» **What the task requires**: Every picture should be left out, but the lines below must be repeated exactly.
*** Opening Information ***
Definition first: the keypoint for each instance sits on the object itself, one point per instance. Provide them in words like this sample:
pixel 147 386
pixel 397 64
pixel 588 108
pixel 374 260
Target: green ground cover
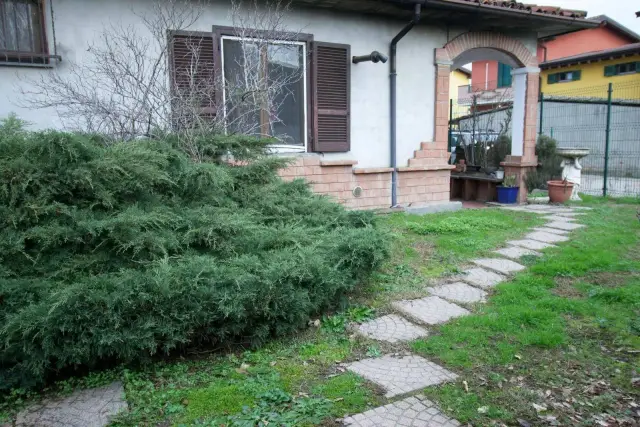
*** Closing Information ***
» **Problem solution**:
Definition first: the keypoint for each instance sits on the object itself, one point per instance. Provide them in words like this sample:
pixel 147 386
pixel 397 64
pixel 588 108
pixel 374 260
Target: green ground cover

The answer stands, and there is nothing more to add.